## HOW TO COMPLETE THIS TASK
Repeat exactly the lines below, from the line containing "Question. Place a" through the last line, both included. Leave out any pictures.

------------------------

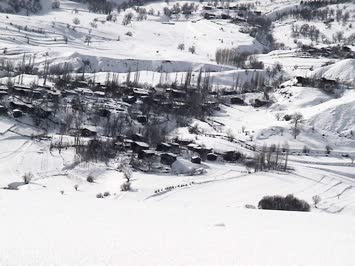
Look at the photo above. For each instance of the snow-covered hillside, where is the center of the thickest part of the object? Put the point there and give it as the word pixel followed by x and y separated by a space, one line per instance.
pixel 148 135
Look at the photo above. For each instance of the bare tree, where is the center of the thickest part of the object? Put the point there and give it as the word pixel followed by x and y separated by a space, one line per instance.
pixel 316 199
pixel 296 120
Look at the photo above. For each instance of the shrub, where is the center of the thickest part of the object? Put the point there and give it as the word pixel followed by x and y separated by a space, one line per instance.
pixel 27 177
pixel 288 203
pixel 90 179
pixel 126 186
pixel 76 21
pixel 181 46
pixel 56 4
pixel 316 199
pixel 287 117
pixel 192 49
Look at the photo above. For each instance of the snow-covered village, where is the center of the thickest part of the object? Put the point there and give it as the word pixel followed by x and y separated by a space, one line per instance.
pixel 137 132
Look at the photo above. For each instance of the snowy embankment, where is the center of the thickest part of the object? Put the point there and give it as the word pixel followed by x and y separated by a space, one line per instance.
pixel 201 226
pixel 343 71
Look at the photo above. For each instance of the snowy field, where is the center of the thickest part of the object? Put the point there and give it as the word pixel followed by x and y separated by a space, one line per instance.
pixel 205 219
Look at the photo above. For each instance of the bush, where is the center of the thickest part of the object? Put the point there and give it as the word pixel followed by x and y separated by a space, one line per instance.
pixel 76 21
pixel 90 179
pixel 27 177
pixel 126 186
pixel 181 46
pixel 288 203
pixel 192 49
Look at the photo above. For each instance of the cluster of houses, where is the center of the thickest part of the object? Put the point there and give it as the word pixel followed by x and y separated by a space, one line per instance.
pixel 338 52
pixel 238 13
pixel 328 85
pixel 168 152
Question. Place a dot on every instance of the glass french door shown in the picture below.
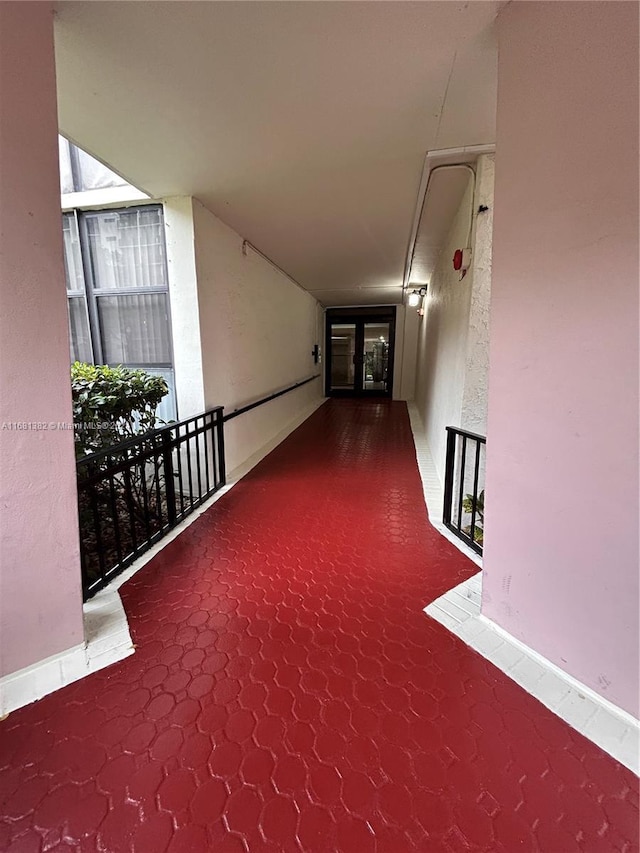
(360, 355)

------------------------

## RESPONSE
Question. Place a dot on every instance of the glass french door shown in the picture below.
(360, 355)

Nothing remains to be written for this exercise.